*WHAT NEEDS TO BE DONE*: Print, word for word, the part of the MC Postgres DB package description below starting with "A Python package" and going on through "and content data.".

*PASSAGE GIVEN*:

┌──

Metadata-Version: 2.4
Name: mc-postgres-db
Version: 1.2.1
Summary: Add your description here
Requires-Python: >=3.12
Description-Content-Type: text/markdown
Requires-Dist: alembic>=1.16.2
Requires-Dist: pandas>=2.3.1
Requires-Dist: prefect>=3.4.8
Requires-Dist: psycopg2-binary>=2.9.10
Requires-Dist: ruff>=0.12.0
Requires-Dist: sqlalchemy>=2.0.41

# MC Postgres DB

A Python package containing ORM models for a PostgreSQL database that powers a personal quantitative trading and investment analysis platform.

## Overview

This package provides SQLAlchemy ORM models and database utilities for managing financial data, trading strategies, portfolio analytics, and market research. The database serves as the backbone for a personal "quant hedge fund" project, storing everything from market data and content data.

└──

*RECORDED DATA*:

┌──

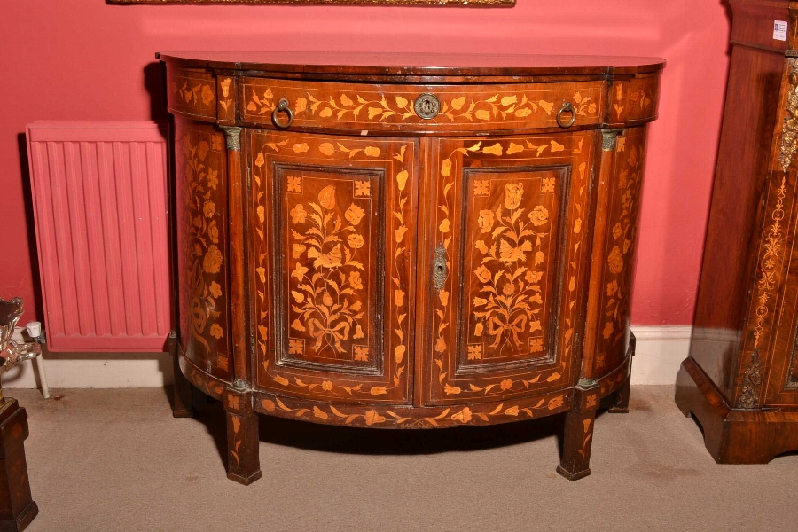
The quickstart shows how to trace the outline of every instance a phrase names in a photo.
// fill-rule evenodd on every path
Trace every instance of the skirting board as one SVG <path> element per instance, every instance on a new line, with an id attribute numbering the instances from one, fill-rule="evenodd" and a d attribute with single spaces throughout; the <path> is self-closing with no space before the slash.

└──

*RESULT BELOW*:
A Python package containing ORM models for a PostgreSQL database that powers a personal quantitative trading and investment analysis platform.

## Overview

This package provides SQLAlchemy ORM models and database utilities for managing financial data, trading strategies, portfolio analytics, and market research. The database serves as the backbone for a personal "quant hedge fund" project, storing everything from market data and content data.